**LIST OF TASKS**
A - In the passage on yeast growth on glycerol, what growth rate did Merico et al. achieve for strain CEN.PK113-7D?
B - Continue the passage on yeast growth on glycerol from its last sentence.

====== DOCUMENT SEGMENT

A previous study conducted in our laboratory showed that certain S. cerevisiae strains are able to grow in synthetic glycerol medium with maximum specific growth rates (µmax) up to 0.15 h−1 [20], confirming the previously reported high intraspecies diversity with regard to this phenotype [21]. The polygenetic basis of the glycerol growth phenotype in a haploid meiotic segregant (CBS 6412-13A) from the glycerol-utilizing isolate CBS 6412 in comparison to the non-growing, well-established laboratory strain CEN.PK113-1A was recently unraveled, and the knowledge was used for reverse engineering of the latter strain [22]. The identified CBS allele UBR2 CBS showed the highest impact on glycerol growth performance in strain CEN.PK113-1A after allele replacement, resulting in a µmax on glycerol of 0.04 h−1. An additional positive effect was obtained by also replacing the GUT1 CBS allele (µmax of 0.08 h−1) and the SSK1 CBS allele (µmax of 0.09 h−1) in the strain CEN.PK113-1A UBR2 CBS. The growth rate of the final reverse-engineered strain was 68% of the rate obtained for the wild-type CBS 6412-13A strain (µmax of 0.13 h−1) [22].

The results obtained by the above-described reverse engineering approach have been very promising and raised the question whether and how even higher maximum specific growth rates could be achieved in order to obtain strains attractive for real industrial applications. It is noteworthy in this context that several previous studies focusing on adaptive laboratory evolution (ALE) for improving growth on glycerol of S. cerevisiae strains have reported growth rates of evolved CEN.PK strains up to 0.22 h−1. ALE employs evolutionary mechanisms for improving a specific industrially relevant phenotype of a chosen microbial strain. Cells are subjected to precisely defined conditions for prolonged periods of time, allowing selection for improved phenotypes that have arisen by natural mutations occurring throughout the course of cultivation [23]. Using repeated batch cultivation on glycerol, Merico et al. [19] achieved a growth rate of 0.17 h−1 for the strain CEN.PK113-7D, while Ochoa-Estopier et al. [5] reported a growth rate of 0.20 h−1 for the same original strain and a growth rate of 0.22 h−1 for the industrial strain Ethanol Red. Although the evolved S. cerevisiae strains show even higher growth rates on glycerol than the above-mentioned reverse-engineered derivatives using the superior alleles of the CBS 6412-13A wild-type isolate [22], the mutations underlying the glycerol growth phenotype of the evolved strains have not been reported so far.

============
====== DATA PROVIDED

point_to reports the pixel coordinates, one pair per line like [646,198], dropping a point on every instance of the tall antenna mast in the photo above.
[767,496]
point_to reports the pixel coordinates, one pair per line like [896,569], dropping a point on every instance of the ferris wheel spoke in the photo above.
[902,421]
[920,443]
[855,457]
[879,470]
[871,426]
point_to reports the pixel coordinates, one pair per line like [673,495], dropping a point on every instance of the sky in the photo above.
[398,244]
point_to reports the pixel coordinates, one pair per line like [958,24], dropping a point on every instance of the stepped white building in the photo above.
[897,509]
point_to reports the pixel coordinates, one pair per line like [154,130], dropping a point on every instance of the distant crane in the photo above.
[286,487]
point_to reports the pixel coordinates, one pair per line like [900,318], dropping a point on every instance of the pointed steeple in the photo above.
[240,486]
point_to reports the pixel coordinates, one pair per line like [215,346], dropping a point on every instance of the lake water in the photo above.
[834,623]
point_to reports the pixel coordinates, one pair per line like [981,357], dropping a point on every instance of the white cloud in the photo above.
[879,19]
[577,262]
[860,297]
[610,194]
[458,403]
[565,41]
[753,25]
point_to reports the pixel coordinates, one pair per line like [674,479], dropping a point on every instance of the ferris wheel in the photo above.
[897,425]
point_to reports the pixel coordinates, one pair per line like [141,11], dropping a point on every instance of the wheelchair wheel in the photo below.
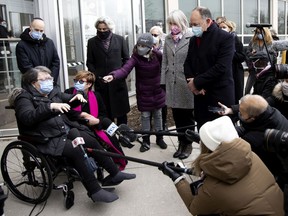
[26,172]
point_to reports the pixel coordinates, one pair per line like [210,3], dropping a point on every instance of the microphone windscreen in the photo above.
[128,132]
[75,137]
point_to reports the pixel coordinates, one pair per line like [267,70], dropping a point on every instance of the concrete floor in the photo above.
[150,194]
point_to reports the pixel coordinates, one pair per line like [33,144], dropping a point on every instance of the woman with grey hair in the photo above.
[107,52]
[178,96]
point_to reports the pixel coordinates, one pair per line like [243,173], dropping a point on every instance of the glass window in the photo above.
[264,6]
[154,14]
[281,17]
[233,13]
[187,6]
[250,14]
[214,6]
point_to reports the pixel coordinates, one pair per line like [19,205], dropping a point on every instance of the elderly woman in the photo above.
[234,181]
[107,52]
[178,95]
[94,111]
[41,110]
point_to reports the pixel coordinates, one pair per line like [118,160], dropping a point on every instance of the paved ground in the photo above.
[150,194]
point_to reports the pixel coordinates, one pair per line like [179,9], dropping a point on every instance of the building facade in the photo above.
[70,23]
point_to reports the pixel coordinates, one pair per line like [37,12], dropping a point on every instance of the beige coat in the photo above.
[237,183]
[172,73]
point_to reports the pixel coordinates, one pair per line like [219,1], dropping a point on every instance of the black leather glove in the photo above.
[168,171]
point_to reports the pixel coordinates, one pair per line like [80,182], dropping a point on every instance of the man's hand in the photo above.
[61,107]
[108,78]
[79,97]
[193,88]
[168,171]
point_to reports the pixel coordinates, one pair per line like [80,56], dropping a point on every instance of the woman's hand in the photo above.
[61,107]
[108,78]
[227,110]
[79,97]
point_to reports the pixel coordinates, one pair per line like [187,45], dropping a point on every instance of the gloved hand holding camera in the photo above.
[170,172]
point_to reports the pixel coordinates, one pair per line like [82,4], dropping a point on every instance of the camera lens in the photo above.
[281,71]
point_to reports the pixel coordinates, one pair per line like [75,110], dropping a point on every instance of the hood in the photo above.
[230,162]
[25,36]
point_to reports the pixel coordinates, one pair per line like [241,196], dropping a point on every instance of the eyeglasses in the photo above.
[80,81]
[49,78]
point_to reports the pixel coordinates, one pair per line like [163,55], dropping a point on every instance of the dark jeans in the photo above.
[183,118]
[76,157]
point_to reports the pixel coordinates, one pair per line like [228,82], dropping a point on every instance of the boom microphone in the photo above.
[258,25]
[123,131]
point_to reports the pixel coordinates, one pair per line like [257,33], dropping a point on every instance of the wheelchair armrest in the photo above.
[35,139]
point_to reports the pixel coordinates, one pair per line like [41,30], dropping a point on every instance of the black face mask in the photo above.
[103,35]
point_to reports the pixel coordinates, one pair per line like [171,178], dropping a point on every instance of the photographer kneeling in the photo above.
[234,179]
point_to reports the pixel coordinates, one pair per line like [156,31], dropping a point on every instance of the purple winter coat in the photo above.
[149,94]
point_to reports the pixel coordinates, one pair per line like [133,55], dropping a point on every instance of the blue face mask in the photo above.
[46,86]
[197,31]
[36,35]
[79,87]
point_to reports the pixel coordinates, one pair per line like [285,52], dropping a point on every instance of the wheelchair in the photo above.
[30,175]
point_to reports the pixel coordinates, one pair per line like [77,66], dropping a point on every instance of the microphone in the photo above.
[192,136]
[258,25]
[123,131]
[77,140]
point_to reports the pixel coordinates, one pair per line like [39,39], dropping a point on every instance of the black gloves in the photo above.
[168,171]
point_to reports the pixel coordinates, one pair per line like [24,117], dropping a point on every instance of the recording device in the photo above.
[192,136]
[276,141]
[258,25]
[76,141]
[123,131]
[215,109]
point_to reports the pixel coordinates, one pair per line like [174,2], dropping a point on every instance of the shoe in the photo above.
[161,142]
[117,179]
[145,146]
[179,150]
[104,196]
[186,151]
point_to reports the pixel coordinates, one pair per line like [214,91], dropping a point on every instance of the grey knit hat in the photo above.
[145,39]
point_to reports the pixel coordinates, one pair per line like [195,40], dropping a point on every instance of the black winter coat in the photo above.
[31,53]
[35,118]
[101,62]
[210,64]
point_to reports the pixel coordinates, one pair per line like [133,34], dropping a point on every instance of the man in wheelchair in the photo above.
[41,110]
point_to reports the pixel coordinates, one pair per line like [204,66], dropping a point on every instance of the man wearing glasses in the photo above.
[36,49]
[107,52]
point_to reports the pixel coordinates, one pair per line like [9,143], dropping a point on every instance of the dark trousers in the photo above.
[75,156]
[183,118]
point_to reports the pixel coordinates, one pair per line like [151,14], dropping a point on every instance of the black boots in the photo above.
[183,151]
[145,144]
[161,142]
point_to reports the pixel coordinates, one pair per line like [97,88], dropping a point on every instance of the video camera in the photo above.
[280,70]
[276,141]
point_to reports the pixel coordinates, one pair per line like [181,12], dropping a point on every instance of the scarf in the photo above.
[93,106]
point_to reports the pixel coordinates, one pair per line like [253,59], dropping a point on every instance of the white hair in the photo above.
[106,20]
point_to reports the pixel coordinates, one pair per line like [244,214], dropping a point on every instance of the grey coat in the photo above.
[172,73]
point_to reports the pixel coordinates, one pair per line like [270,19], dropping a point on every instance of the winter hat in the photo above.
[214,132]
[145,39]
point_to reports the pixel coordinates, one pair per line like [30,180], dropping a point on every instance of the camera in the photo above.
[281,71]
[276,141]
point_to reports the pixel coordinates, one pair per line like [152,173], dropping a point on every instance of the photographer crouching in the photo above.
[234,181]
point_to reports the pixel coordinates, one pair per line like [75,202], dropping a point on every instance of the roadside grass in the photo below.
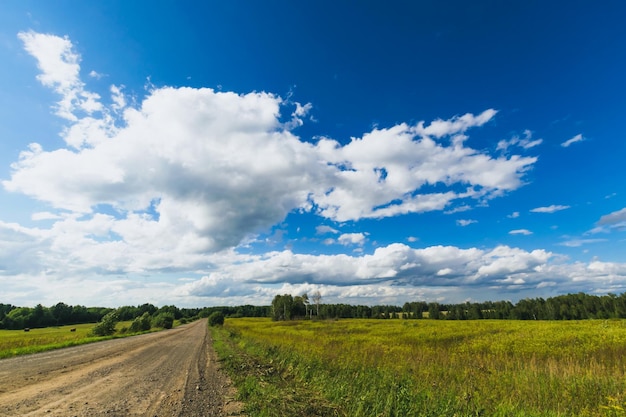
[19,342]
[427,367]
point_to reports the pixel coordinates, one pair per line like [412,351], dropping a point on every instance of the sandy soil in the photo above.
[168,373]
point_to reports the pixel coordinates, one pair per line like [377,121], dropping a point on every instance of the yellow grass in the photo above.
[483,367]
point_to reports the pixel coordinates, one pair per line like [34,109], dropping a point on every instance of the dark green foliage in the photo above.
[164,320]
[141,324]
[107,326]
[216,319]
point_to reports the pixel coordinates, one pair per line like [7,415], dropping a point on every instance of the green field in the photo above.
[399,367]
[19,342]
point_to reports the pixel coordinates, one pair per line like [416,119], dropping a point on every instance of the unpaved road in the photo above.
[168,373]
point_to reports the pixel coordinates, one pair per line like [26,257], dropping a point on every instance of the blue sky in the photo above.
[222,153]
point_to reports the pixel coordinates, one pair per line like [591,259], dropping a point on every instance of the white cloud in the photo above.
[524,232]
[186,174]
[463,222]
[526,142]
[323,229]
[613,218]
[612,221]
[549,209]
[578,138]
[574,243]
[352,239]
[60,68]
[217,167]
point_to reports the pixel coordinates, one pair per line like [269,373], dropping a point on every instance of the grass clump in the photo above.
[428,368]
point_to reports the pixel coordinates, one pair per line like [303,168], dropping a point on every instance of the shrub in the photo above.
[216,319]
[106,327]
[141,324]
[164,320]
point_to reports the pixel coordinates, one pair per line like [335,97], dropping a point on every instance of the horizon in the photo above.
[221,154]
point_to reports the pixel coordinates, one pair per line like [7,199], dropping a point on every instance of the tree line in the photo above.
[578,306]
[61,314]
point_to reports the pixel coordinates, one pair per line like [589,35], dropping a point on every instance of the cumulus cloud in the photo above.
[575,243]
[549,209]
[465,222]
[524,232]
[173,182]
[60,70]
[578,138]
[525,142]
[216,167]
[352,239]
[323,229]
[612,221]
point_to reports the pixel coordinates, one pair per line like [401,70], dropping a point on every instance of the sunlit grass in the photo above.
[462,368]
[19,342]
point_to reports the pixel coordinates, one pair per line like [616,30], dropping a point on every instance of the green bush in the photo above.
[164,320]
[106,327]
[141,324]
[216,319]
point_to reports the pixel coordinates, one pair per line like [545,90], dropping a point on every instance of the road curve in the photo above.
[168,373]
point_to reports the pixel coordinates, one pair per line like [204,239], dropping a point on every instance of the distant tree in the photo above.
[216,319]
[307,302]
[282,307]
[317,299]
[106,327]
[433,311]
[164,320]
[141,324]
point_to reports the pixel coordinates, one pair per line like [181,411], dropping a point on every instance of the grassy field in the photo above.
[19,342]
[427,367]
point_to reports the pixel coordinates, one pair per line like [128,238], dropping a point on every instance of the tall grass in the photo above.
[18,342]
[435,368]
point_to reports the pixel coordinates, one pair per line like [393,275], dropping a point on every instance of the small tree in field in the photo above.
[216,319]
[141,324]
[106,327]
[164,320]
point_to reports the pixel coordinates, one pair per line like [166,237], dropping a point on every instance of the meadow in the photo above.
[360,367]
[19,342]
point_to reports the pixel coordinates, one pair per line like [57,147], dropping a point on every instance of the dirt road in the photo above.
[169,373]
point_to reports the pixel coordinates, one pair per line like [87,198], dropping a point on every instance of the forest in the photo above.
[578,306]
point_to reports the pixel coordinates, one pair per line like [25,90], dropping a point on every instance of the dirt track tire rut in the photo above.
[169,373]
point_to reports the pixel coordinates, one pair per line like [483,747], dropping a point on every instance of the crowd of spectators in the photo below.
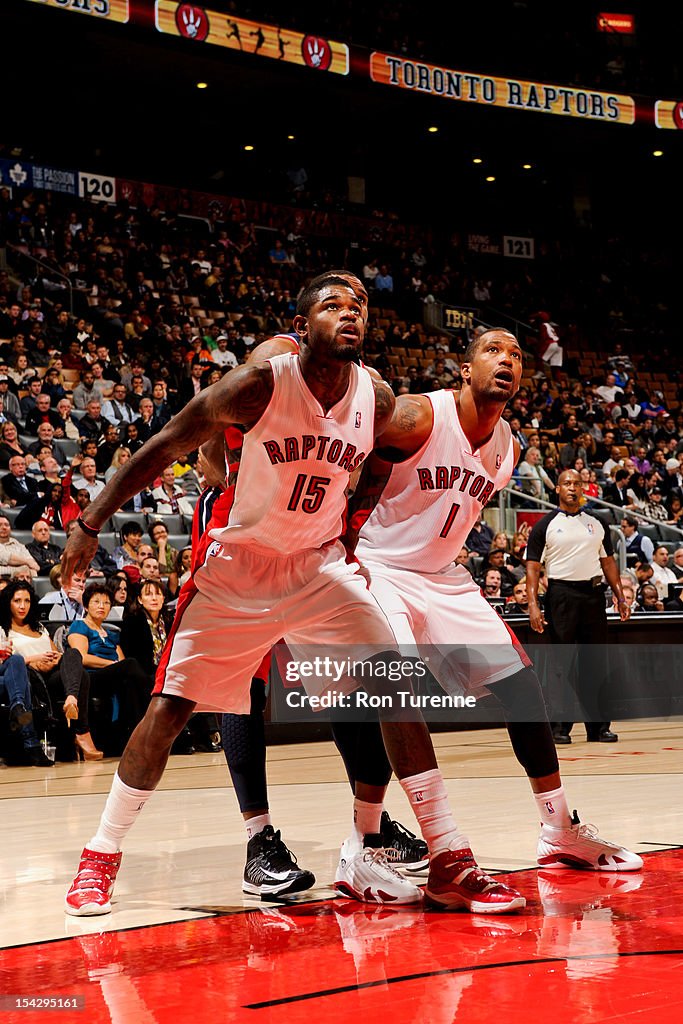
[156,311]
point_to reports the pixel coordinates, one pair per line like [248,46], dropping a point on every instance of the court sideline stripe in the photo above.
[323,993]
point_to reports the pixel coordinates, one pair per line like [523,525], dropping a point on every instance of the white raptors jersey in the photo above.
[296,461]
[433,499]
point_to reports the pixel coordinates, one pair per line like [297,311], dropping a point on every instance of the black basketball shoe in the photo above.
[271,869]
[402,848]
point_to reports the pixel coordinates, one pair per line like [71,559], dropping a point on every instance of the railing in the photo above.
[505,505]
[46,266]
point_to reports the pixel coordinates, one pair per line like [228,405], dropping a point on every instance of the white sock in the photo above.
[553,808]
[121,810]
[367,819]
[257,824]
[427,795]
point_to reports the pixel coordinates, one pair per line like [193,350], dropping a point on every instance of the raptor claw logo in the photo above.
[316,52]
[191,22]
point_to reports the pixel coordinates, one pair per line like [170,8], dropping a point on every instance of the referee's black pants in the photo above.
[578,621]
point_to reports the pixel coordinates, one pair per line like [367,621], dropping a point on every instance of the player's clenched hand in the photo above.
[77,556]
[536,617]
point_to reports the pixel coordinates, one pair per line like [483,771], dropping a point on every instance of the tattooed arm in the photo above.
[404,434]
[241,396]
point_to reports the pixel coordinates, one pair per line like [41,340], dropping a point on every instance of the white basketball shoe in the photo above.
[366,873]
[580,846]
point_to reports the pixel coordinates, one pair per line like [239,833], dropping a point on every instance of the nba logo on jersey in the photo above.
[214,549]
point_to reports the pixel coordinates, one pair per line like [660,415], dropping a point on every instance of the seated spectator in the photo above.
[169,497]
[9,444]
[143,633]
[126,552]
[16,486]
[28,402]
[181,570]
[495,559]
[67,680]
[119,459]
[636,544]
[662,574]
[86,391]
[163,551]
[480,537]
[146,423]
[647,598]
[108,444]
[42,414]
[46,439]
[93,424]
[14,685]
[616,492]
[52,385]
[111,672]
[654,507]
[117,410]
[518,602]
[69,426]
[101,564]
[491,584]
[87,478]
[535,480]
[41,550]
[131,437]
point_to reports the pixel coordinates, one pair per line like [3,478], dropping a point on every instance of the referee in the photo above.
[577,550]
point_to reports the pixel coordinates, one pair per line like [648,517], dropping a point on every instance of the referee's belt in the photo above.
[589,585]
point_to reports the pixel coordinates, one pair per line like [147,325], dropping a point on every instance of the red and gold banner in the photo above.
[104,10]
[485,90]
[669,114]
[191,20]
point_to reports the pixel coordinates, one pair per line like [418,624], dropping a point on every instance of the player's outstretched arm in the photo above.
[241,396]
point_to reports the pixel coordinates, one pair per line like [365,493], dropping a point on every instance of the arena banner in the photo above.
[105,10]
[669,114]
[514,94]
[15,174]
[191,20]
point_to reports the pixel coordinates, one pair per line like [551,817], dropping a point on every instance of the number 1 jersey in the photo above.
[432,500]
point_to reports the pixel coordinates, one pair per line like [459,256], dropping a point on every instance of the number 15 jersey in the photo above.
[291,489]
[432,500]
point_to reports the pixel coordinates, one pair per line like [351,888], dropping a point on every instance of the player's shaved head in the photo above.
[342,278]
[478,339]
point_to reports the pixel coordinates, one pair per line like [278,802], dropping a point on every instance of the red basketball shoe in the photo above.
[456,880]
[93,885]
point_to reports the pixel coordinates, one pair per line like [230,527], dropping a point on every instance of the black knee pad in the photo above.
[531,737]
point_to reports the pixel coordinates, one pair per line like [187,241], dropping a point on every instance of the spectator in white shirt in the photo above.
[87,479]
[662,574]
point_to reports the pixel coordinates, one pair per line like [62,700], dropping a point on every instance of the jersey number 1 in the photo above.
[455,509]
[313,495]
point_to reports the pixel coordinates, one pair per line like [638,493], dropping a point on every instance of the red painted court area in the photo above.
[589,948]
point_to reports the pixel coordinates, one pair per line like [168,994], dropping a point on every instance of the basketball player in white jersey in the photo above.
[439,461]
[274,569]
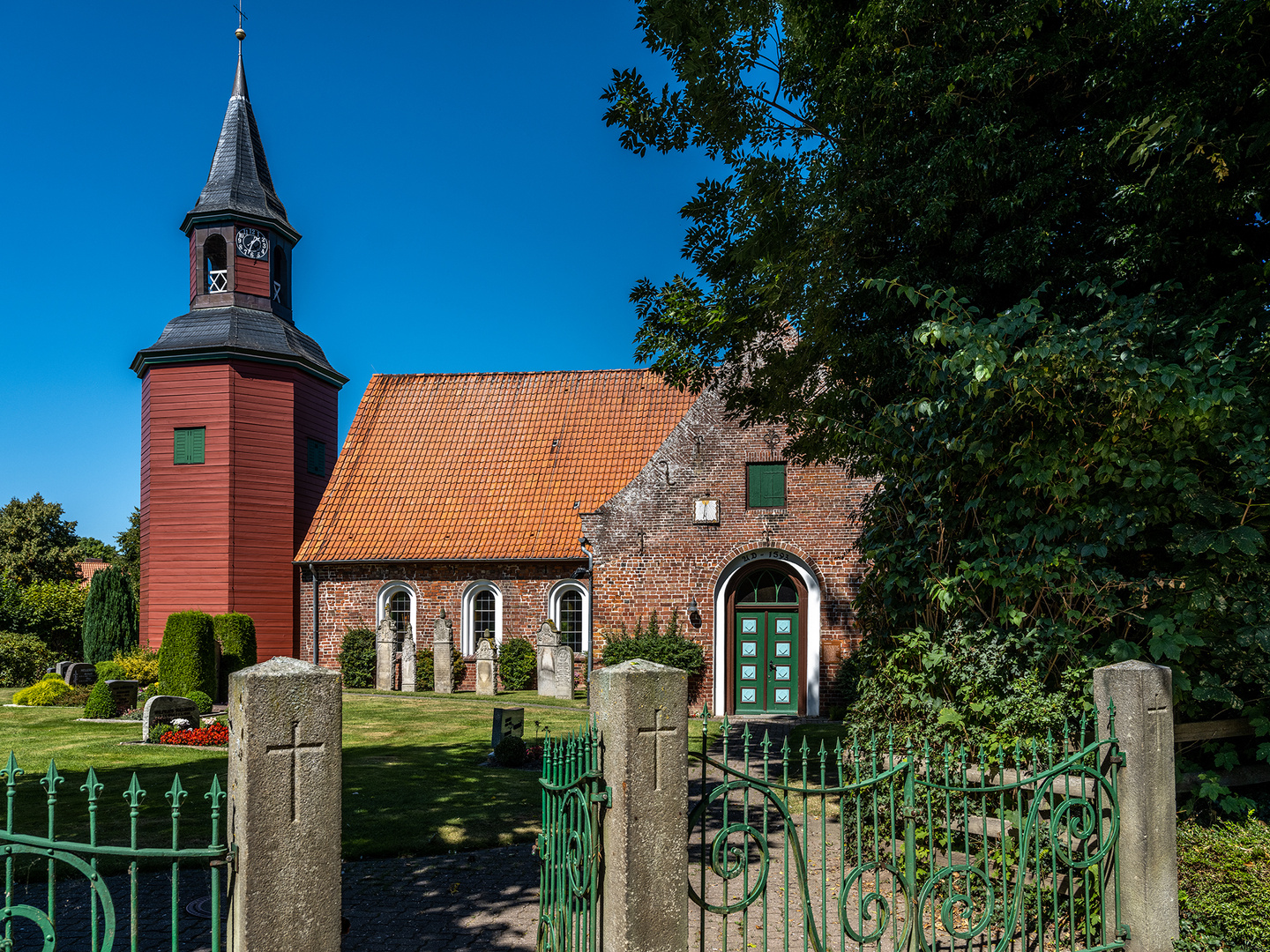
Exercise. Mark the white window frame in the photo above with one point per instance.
(467, 623)
(385, 596)
(554, 607)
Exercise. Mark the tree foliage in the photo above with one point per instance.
(36, 542)
(111, 621)
(1010, 259)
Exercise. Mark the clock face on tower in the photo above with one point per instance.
(251, 244)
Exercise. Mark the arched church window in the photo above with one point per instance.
(569, 619)
(399, 611)
(766, 587)
(280, 282)
(215, 264)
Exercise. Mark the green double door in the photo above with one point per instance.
(766, 661)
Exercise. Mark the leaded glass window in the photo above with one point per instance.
(399, 611)
(569, 623)
(482, 617)
(767, 587)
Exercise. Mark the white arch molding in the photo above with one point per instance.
(381, 603)
(803, 570)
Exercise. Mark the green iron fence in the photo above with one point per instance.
(569, 847)
(891, 847)
(72, 857)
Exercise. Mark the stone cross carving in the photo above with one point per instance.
(485, 668)
(444, 655)
(385, 649)
(658, 730)
(546, 639)
(295, 750)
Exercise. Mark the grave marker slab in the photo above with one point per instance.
(164, 709)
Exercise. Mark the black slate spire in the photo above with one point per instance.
(239, 182)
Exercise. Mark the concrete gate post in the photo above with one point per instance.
(1143, 698)
(641, 710)
(285, 819)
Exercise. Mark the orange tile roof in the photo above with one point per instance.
(487, 466)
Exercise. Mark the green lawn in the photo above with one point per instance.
(412, 782)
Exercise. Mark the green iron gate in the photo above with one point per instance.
(63, 857)
(892, 847)
(569, 847)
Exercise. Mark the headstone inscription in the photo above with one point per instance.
(508, 723)
(407, 661)
(548, 640)
(385, 648)
(444, 655)
(123, 693)
(80, 673)
(164, 709)
(485, 668)
(563, 661)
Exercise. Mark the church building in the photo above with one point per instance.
(484, 495)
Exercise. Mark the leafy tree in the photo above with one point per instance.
(36, 542)
(111, 621)
(130, 553)
(89, 547)
(1062, 389)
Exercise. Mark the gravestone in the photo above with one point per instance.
(508, 723)
(548, 641)
(563, 661)
(164, 709)
(485, 668)
(123, 693)
(285, 767)
(79, 673)
(407, 661)
(385, 649)
(444, 655)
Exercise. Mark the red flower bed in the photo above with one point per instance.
(213, 735)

============

**YOUR WRITTEN ANSWERS**
A - 0.17 h−1

B -
The goal of the current study was to find additional or superior genetic targets for reverse engineering of CEN.PK strains by scrutinizing the underlying genetic basis of the improved glycerol growth phenotype in evolved CEN.PK derivatives. The first part of the work focuses on generating CEN.PK113-1A derivatives with improved growth in synthetic glycerol medium via ALE and comparing their growth performance with that of the strain JL1, a derivative of the strain CEN.PK113-7D that was previously evolved for glycerol utilization by Ochoa-Estopier et al. [5]. The second part concerns the identification of the crucial mutations in the evolved strains and the reverse engineering of a CEN.PK wild-type strain.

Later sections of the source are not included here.